About this exercise → I would like the lines below, from the one with "locate the green grass in the photo below." through the one with "locate the snow-capped", copied exactly and without any pictures.

Data provided →
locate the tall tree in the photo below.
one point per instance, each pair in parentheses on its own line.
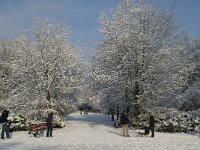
(143,57)
(45,70)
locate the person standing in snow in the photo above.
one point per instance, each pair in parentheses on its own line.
(49,124)
(152,125)
(124,122)
(5,126)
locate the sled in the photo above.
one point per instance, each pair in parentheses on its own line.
(37,129)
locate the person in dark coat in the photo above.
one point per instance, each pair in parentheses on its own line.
(152,125)
(49,124)
(124,122)
(5,125)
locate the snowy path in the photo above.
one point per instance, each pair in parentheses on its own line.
(95,132)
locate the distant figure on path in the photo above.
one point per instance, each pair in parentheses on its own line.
(152,125)
(49,124)
(5,125)
(124,122)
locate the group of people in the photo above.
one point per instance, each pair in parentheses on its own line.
(125,121)
(5,124)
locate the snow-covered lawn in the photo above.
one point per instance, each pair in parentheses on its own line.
(95,132)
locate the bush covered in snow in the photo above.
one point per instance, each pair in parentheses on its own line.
(172,120)
(18,123)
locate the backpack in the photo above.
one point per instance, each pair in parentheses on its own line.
(1,119)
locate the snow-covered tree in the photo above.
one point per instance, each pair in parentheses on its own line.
(143,57)
(46,69)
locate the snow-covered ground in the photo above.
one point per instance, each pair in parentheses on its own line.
(95,132)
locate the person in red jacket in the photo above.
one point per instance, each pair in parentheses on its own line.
(124,122)
(5,126)
(49,124)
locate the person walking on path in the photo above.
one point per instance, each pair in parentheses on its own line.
(124,122)
(152,125)
(5,126)
(49,124)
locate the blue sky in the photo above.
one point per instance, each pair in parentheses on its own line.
(82,16)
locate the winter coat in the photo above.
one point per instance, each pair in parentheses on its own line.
(50,119)
(152,122)
(4,116)
(124,119)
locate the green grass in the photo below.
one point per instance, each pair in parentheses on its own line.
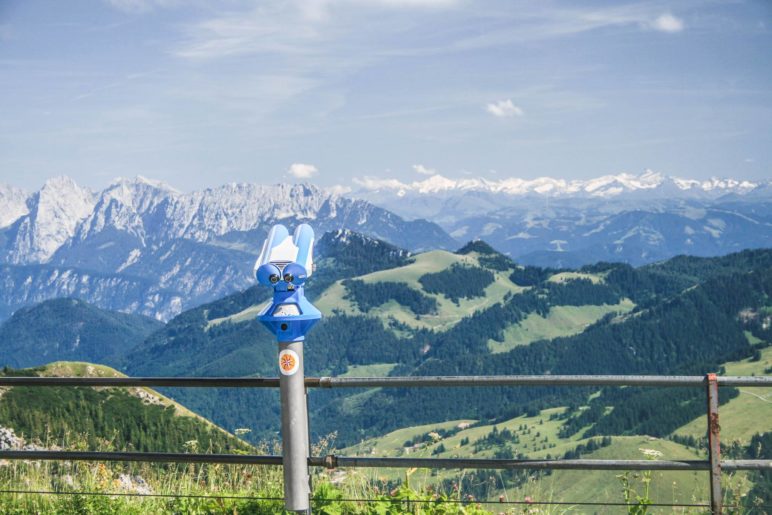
(745,415)
(560,321)
(448,313)
(570,276)
(604,486)
(373,370)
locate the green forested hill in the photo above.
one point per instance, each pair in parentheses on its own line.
(70,329)
(123,418)
(680,316)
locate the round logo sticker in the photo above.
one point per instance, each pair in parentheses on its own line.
(288,362)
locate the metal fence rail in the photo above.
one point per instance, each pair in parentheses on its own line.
(711,382)
(401,382)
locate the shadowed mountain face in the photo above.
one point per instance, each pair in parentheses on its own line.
(138,419)
(70,329)
(471,312)
(142,247)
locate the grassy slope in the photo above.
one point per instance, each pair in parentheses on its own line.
(560,321)
(429,262)
(743,416)
(147,395)
(580,486)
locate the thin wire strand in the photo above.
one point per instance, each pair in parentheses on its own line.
(388,500)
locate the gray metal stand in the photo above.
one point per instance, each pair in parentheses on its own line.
(294,428)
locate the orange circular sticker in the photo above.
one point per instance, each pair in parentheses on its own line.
(288,362)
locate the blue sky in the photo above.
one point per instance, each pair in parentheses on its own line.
(198,93)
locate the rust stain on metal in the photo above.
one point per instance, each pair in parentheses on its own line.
(715,428)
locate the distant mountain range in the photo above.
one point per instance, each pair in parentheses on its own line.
(553,222)
(139,246)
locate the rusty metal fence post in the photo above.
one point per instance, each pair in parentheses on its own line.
(714,444)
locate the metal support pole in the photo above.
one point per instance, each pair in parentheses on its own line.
(294,427)
(714,445)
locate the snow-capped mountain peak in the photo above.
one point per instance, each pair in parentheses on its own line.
(54,213)
(13,204)
(607,186)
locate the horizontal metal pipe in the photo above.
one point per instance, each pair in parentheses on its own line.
(538,380)
(332,461)
(477,463)
(149,457)
(407,381)
(732,465)
(184,382)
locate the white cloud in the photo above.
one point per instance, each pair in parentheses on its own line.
(668,23)
(423,170)
(302,170)
(375,183)
(504,109)
(141,6)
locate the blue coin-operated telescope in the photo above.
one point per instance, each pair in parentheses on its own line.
(284,264)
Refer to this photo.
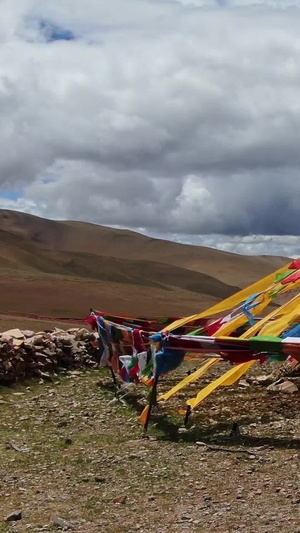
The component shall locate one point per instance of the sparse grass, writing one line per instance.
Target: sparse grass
(85, 451)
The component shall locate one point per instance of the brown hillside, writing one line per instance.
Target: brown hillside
(62, 268)
(82, 237)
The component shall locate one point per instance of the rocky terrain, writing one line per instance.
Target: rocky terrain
(73, 455)
(25, 354)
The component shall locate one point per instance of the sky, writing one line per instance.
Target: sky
(179, 119)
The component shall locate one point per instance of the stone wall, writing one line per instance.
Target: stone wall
(25, 354)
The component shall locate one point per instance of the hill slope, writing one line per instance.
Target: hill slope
(137, 274)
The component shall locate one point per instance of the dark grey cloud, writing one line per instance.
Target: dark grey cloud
(178, 117)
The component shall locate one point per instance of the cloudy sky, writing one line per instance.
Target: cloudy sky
(176, 118)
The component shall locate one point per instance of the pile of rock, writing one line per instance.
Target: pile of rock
(25, 354)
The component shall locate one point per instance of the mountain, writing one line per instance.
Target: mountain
(62, 268)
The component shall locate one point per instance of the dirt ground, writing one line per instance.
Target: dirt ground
(70, 450)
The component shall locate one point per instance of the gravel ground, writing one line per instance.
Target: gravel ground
(69, 450)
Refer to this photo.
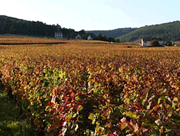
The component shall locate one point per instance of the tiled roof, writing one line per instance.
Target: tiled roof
(150, 39)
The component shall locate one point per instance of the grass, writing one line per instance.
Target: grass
(10, 123)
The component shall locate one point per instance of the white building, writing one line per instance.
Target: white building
(89, 38)
(78, 36)
(147, 41)
(58, 35)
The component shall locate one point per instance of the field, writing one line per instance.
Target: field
(93, 88)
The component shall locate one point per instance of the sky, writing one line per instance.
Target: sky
(93, 14)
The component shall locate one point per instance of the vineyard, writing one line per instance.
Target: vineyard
(93, 88)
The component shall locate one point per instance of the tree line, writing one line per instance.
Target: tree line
(167, 31)
(10, 25)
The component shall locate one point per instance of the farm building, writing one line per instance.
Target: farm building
(78, 36)
(58, 35)
(89, 38)
(147, 41)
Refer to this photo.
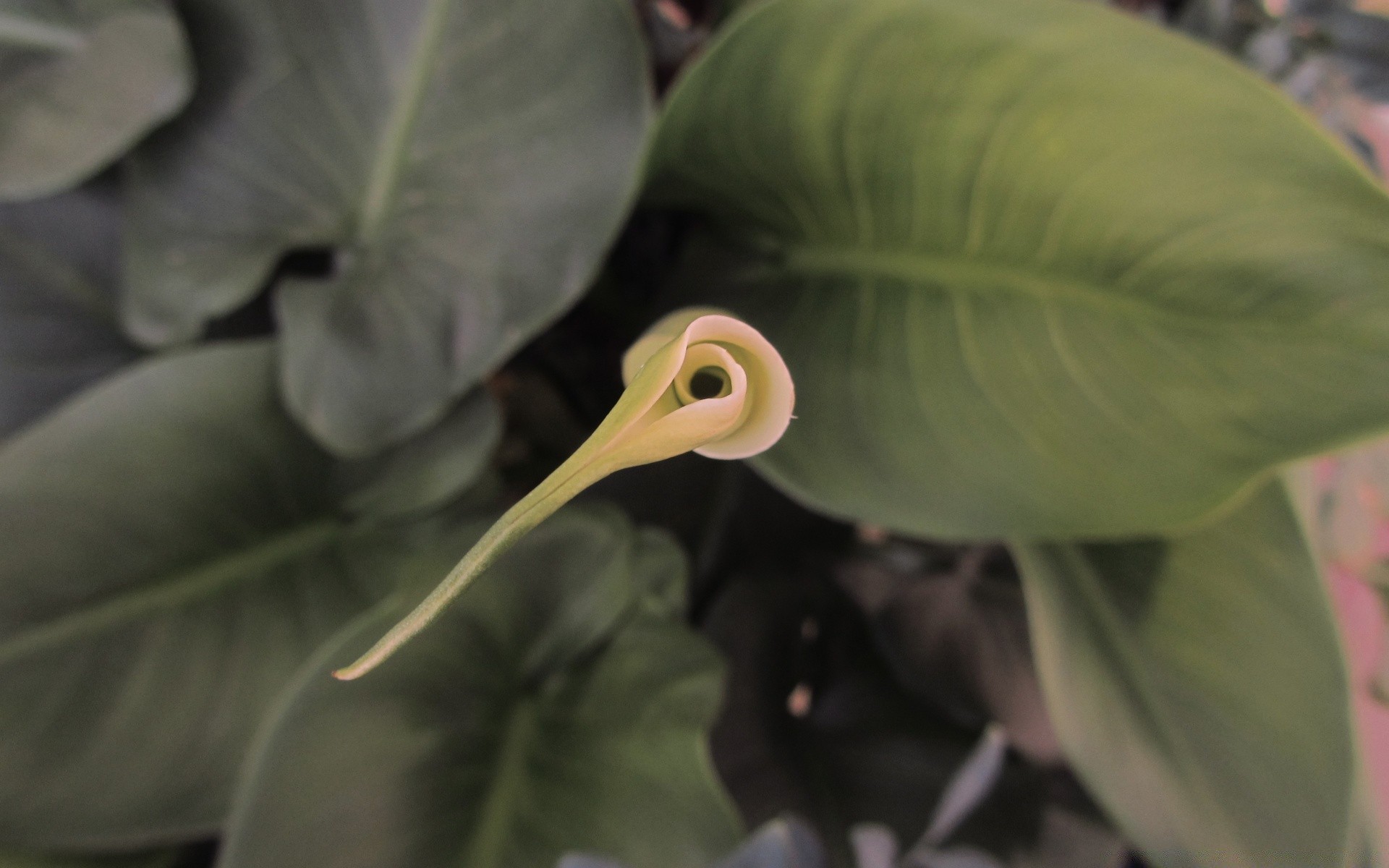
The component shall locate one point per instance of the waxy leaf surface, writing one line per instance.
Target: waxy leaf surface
(558, 707)
(1038, 268)
(57, 303)
(84, 80)
(470, 161)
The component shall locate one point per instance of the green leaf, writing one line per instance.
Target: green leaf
(1038, 268)
(85, 80)
(431, 469)
(551, 712)
(57, 309)
(1198, 688)
(153, 860)
(470, 160)
(174, 550)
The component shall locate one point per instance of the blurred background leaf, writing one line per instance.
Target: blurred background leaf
(59, 268)
(780, 843)
(560, 706)
(999, 326)
(469, 163)
(84, 81)
(175, 549)
(155, 860)
(1199, 689)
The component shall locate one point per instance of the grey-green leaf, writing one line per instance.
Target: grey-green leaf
(84, 81)
(1199, 689)
(470, 161)
(549, 712)
(174, 550)
(430, 469)
(1040, 268)
(57, 302)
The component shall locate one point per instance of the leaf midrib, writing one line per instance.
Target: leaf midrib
(985, 278)
(199, 582)
(391, 156)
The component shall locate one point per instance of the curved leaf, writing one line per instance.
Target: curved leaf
(1038, 268)
(57, 306)
(433, 469)
(470, 158)
(174, 550)
(549, 712)
(84, 81)
(1199, 689)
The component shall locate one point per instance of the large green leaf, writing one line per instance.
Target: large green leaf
(469, 158)
(156, 860)
(174, 550)
(1198, 686)
(84, 80)
(558, 707)
(57, 307)
(1038, 268)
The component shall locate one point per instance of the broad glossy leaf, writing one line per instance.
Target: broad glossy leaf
(815, 724)
(469, 160)
(1038, 268)
(431, 469)
(84, 81)
(57, 302)
(1199, 689)
(552, 710)
(174, 550)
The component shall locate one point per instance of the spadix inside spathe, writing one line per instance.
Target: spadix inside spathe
(697, 381)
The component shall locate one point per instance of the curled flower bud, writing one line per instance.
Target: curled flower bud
(697, 381)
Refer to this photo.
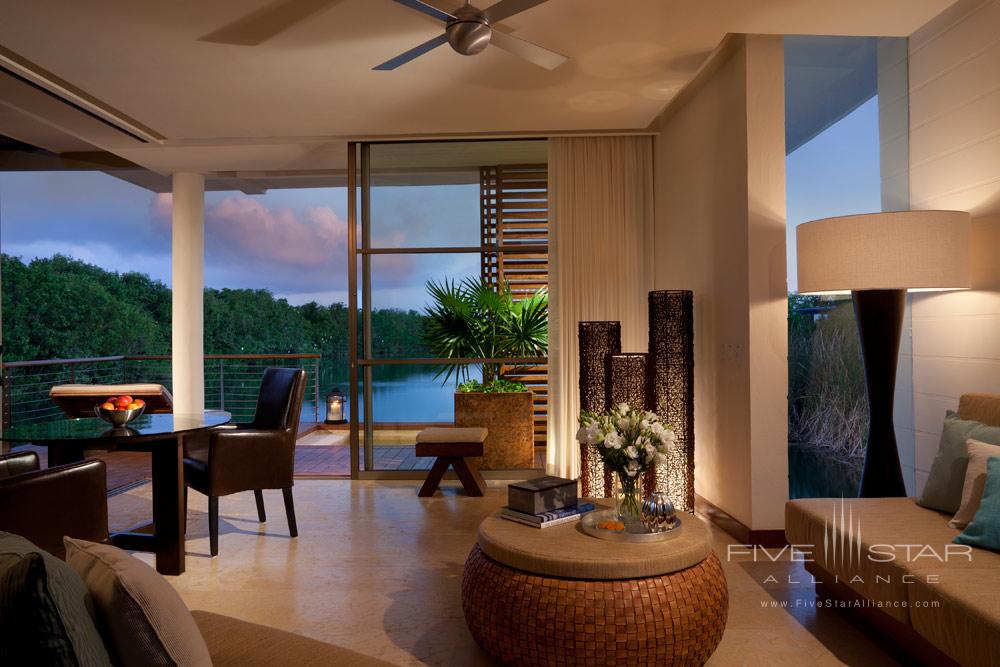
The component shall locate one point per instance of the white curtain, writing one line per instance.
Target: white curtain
(600, 264)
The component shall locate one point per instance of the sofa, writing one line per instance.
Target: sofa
(38, 507)
(896, 562)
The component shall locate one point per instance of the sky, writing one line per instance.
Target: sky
(292, 242)
(836, 173)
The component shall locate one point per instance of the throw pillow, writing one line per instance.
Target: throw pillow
(975, 481)
(146, 621)
(984, 530)
(45, 613)
(943, 490)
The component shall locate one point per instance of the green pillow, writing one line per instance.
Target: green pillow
(943, 490)
(46, 616)
(984, 531)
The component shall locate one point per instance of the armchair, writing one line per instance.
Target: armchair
(251, 457)
(44, 505)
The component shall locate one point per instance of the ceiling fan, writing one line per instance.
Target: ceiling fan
(469, 31)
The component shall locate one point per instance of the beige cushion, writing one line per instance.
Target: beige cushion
(966, 623)
(566, 551)
(449, 434)
(975, 481)
(881, 521)
(237, 643)
(145, 619)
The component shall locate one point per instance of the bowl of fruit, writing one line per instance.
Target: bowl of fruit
(120, 410)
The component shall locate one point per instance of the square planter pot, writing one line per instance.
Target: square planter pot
(509, 418)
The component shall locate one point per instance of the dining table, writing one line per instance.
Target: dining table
(163, 436)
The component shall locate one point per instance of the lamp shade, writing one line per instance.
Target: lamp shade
(917, 250)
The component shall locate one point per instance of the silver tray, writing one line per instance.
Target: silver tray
(588, 524)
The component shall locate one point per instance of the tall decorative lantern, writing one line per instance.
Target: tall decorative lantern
(597, 340)
(671, 364)
(627, 380)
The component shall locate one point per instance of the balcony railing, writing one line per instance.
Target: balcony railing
(232, 381)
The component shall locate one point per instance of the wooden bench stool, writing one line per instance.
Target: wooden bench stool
(452, 446)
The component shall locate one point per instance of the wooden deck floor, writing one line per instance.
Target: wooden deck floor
(317, 454)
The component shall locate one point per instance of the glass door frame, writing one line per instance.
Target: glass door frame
(361, 366)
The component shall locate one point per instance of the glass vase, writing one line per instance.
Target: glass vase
(628, 504)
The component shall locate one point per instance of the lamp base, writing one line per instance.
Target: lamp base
(879, 315)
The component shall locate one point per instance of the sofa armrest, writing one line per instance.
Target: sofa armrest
(17, 463)
(44, 505)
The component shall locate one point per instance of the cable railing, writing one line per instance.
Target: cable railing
(232, 381)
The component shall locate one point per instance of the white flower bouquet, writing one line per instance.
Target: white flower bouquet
(629, 441)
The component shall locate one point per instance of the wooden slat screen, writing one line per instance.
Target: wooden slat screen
(514, 211)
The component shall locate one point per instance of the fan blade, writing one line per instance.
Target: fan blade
(430, 10)
(530, 52)
(263, 24)
(507, 8)
(415, 52)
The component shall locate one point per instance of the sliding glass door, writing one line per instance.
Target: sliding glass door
(442, 213)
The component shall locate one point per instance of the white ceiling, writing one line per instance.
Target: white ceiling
(289, 102)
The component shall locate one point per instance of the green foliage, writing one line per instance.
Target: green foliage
(499, 386)
(61, 307)
(474, 319)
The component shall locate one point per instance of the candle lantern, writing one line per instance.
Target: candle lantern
(336, 408)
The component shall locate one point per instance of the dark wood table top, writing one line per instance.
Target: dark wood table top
(91, 429)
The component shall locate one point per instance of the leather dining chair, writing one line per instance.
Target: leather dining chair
(250, 457)
(44, 505)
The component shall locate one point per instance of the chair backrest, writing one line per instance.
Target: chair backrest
(279, 403)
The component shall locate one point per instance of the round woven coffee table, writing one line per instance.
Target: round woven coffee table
(560, 597)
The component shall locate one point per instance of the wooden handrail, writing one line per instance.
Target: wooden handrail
(153, 357)
(276, 355)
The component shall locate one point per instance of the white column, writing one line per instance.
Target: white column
(188, 269)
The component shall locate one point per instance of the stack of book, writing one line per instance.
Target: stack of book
(544, 502)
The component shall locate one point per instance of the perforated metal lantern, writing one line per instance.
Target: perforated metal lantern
(671, 360)
(336, 408)
(597, 341)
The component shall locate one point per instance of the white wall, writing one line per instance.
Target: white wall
(719, 164)
(954, 93)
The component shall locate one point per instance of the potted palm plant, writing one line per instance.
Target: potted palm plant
(476, 320)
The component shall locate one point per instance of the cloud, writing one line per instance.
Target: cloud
(249, 244)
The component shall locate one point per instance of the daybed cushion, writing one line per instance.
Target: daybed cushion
(242, 644)
(975, 481)
(984, 531)
(145, 619)
(880, 521)
(943, 489)
(46, 616)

Written response →
locate the green grass in the photo below.
one point per instance, each pair in parentheses on its own line.
(745,415)
(560,321)
(448,313)
(570,276)
(604,486)
(373,370)
locate the green forested hill in the photo above.
one point per instance, each pair in parentheses on its own line.
(70,329)
(123,418)
(680,316)
locate the round logo sticker in the photo above.
one point per instance, each pair in parentheses on its own line.
(288,362)
locate the metal fence rail in the photo above.
one point per instance, each pair in parentheses on its own line.
(711,382)
(401,382)
locate the shadowed mountain face in the photo above.
one point per instance, each pair in parentheses on its own line.
(138,419)
(70,329)
(471,312)
(142,247)
locate the grassy slope in the photo above.
one point per instance, each pair in parentheses on its own line.
(560,321)
(429,262)
(743,416)
(147,395)
(580,486)
locate the thin wire strand in the photo above.
one point per instance, each pair in parentheses on its own line.
(388,500)
locate the gray metal stand in the photo above.
one point per instance, each pair in parentheses on its own line.
(294,428)
locate the orange circular sticker in the photo above.
one point per instance, each pair in parentheses on its own line.
(288,362)
locate the blue sky in the photo above.
one point per instance, each pair in parentheses on its own line.
(198,93)
locate the rust stain on metal in the photo above.
one point per instance, each pair in parentheses on its own line.
(715,428)
locate the distant mountain range in the photo above.
one point per instance, each pair in parentheses on its own line.
(553,222)
(139,246)
locate the rusty metal fence post in the photo above.
one point per instance, each pair in parentheses on its own line.
(714,444)
locate the metal support pole in the photo above.
one point per instance, each pair in parentheses on its own line.
(294,427)
(714,445)
locate the snow-capped mountain peak in the photo above.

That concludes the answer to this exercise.